GIVEN RECORDS ->
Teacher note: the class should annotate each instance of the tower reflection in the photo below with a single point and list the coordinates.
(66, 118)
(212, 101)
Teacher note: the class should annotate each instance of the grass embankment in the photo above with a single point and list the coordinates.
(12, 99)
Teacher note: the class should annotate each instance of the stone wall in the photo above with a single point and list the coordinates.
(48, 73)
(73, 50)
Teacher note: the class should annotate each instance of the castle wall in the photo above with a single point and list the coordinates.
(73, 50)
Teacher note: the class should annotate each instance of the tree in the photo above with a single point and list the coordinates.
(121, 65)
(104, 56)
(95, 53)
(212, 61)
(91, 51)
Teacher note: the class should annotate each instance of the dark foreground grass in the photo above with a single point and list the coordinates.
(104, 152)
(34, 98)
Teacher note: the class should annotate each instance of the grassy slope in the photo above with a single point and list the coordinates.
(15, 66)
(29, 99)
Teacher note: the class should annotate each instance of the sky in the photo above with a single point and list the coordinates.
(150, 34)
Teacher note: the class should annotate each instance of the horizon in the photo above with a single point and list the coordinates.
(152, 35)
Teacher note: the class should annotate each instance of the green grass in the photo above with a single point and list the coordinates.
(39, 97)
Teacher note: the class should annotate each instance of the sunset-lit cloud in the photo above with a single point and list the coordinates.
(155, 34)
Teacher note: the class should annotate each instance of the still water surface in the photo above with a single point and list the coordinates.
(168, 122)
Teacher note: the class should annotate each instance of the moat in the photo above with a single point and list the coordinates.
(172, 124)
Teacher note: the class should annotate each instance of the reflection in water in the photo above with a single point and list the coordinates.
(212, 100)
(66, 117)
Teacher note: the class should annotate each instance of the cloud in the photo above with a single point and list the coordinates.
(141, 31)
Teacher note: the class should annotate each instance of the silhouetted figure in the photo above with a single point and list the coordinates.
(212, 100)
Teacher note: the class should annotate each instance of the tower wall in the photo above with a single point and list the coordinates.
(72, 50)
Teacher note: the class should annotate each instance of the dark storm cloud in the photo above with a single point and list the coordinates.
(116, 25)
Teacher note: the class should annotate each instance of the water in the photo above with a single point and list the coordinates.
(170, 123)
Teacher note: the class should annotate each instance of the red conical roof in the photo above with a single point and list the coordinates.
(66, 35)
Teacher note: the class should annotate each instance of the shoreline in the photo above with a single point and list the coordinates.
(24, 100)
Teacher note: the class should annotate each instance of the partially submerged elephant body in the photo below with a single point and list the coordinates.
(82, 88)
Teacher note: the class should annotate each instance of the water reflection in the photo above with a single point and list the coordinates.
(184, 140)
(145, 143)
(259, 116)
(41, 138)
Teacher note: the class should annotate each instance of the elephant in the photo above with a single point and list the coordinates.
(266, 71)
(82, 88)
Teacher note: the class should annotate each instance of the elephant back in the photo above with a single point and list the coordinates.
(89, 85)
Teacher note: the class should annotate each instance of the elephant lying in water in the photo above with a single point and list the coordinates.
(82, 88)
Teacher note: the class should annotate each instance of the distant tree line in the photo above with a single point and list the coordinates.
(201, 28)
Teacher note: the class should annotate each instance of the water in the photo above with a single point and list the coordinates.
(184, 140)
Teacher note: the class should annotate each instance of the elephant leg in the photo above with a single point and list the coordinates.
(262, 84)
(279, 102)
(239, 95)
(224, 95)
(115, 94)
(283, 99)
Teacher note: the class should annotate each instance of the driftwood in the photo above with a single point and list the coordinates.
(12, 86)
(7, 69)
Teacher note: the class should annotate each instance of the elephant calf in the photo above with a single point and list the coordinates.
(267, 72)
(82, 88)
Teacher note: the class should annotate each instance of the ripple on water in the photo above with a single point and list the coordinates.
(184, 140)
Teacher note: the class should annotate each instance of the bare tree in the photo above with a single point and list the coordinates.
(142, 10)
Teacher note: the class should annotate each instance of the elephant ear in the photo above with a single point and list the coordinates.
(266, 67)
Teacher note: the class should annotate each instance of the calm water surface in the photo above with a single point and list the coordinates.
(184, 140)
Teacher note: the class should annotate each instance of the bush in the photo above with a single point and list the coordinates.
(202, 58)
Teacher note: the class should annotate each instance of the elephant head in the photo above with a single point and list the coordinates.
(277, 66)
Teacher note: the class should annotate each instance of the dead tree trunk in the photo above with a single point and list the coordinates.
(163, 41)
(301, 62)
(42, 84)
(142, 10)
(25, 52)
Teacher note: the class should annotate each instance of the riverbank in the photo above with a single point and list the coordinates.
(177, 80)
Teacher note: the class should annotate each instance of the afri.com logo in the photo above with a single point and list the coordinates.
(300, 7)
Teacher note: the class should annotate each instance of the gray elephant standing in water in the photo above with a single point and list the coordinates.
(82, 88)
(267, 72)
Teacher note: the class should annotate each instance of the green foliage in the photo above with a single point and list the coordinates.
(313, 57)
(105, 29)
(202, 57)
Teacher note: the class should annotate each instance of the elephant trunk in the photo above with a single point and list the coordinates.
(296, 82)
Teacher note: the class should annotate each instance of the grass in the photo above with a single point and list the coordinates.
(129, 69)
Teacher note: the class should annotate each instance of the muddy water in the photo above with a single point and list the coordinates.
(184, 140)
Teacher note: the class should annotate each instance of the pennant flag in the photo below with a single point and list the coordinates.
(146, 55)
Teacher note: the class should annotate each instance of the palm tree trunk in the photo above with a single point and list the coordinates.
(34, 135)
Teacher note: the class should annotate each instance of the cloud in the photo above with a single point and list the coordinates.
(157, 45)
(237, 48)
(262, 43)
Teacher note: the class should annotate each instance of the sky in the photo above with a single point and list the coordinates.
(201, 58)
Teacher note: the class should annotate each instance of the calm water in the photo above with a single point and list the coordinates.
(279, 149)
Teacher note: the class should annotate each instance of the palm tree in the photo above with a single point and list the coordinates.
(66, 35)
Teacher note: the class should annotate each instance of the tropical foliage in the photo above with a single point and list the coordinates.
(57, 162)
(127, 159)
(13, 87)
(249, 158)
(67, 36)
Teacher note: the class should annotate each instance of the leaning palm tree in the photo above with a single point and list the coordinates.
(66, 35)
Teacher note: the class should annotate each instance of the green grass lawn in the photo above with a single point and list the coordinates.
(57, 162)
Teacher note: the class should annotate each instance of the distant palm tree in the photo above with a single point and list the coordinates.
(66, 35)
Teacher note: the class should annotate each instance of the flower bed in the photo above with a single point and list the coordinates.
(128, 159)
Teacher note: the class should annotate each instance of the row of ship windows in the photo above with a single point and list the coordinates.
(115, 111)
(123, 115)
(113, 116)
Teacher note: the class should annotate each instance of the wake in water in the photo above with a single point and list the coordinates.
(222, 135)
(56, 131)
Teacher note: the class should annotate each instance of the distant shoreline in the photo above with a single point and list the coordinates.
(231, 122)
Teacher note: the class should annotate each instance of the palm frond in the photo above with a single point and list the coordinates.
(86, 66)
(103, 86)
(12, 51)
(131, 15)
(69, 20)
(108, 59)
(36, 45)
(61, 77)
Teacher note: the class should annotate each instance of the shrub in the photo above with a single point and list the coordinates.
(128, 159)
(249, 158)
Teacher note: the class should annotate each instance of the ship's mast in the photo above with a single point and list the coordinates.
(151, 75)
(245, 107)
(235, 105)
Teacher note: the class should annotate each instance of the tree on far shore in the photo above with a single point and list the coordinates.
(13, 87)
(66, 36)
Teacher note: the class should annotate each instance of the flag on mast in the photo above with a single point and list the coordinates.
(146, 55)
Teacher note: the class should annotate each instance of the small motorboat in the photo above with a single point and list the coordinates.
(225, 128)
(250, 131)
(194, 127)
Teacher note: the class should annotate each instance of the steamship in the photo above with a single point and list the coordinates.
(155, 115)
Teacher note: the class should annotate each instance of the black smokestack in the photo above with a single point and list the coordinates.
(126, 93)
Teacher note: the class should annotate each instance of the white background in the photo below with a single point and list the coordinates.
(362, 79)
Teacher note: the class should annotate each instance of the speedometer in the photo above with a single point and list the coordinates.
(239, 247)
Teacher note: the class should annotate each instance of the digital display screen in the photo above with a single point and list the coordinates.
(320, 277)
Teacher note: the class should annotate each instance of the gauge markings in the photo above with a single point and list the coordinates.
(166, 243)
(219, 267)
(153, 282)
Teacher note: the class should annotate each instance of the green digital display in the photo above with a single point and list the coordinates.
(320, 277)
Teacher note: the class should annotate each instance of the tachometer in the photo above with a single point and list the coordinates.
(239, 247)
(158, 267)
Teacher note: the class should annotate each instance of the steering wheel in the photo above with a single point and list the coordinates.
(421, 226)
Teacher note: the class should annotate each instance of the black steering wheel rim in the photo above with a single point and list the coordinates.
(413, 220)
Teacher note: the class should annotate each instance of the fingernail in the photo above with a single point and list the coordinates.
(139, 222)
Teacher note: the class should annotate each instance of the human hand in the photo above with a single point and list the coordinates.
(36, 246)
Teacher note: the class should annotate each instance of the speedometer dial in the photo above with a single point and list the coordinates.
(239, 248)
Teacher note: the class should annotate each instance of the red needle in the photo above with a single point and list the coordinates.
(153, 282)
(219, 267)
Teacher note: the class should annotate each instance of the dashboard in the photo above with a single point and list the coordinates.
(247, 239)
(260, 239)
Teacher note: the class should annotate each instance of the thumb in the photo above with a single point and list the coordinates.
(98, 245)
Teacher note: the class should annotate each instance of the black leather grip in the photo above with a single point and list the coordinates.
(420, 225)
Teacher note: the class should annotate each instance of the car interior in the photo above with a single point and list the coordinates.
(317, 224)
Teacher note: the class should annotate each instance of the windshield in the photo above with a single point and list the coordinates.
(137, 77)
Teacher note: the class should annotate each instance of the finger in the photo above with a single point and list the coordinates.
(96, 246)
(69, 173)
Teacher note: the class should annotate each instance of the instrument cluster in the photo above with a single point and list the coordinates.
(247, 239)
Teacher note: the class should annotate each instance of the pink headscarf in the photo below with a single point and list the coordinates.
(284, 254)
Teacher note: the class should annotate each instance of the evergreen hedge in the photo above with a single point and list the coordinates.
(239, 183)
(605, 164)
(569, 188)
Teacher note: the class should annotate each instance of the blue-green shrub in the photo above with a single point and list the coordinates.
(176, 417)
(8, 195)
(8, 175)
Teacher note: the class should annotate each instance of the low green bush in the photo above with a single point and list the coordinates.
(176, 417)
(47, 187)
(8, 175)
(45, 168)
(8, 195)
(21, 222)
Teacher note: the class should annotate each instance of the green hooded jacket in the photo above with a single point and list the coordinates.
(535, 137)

SHORT PROBLEM -> Give as a numbered list everything from the line containing "Teacher note: the class should annotate each instance of the car" down to the end of the listing, omitting blank lines.

RESPONSE TO THIS EXERCISE ->
1. Teacher note: the class should annotate each instance of the car interior in the photo above with a single point and list the coordinates.
2. (317, 224)
3. Teacher note: the class should annotate each instance of the windshield in the photo above with a single point and list the coordinates.
4. (137, 77)
5. Teacher note: the class should annotate each instance of the finger in the photo above with a single point and list the coordinates.
6. (96, 246)
7. (69, 173)
8. Teacher note: the class should annotate each instance of the instrument cluster in the photo above with a single point and list the coordinates.
9. (247, 239)
10. Teacher note: the class should annotate each instance of the pink headscarf in the photo below with a single point and list the coordinates.
11. (284, 254)
12. Teacher note: the class should annotate each instance of the evergreen hedge in the photo above with a single point and list the coordinates.
13. (239, 183)
14. (605, 164)
15. (569, 188)
16. Teacher note: the class should annotate each instance of the blue-green shrub in the photo above with a single point and list the coordinates.
17. (176, 417)
18. (8, 195)
19. (8, 175)
20. Teacher note: the class should annotate each instance of the low green bush in the photo above with a single point and list the coordinates.
21. (176, 417)
22. (47, 187)
23. (8, 175)
24. (45, 168)
25. (8, 195)
26. (21, 222)
27. Teacher note: the class should annotate each instance of the green hooded jacket in the photo above with a single point and list the coordinates.
28. (535, 137)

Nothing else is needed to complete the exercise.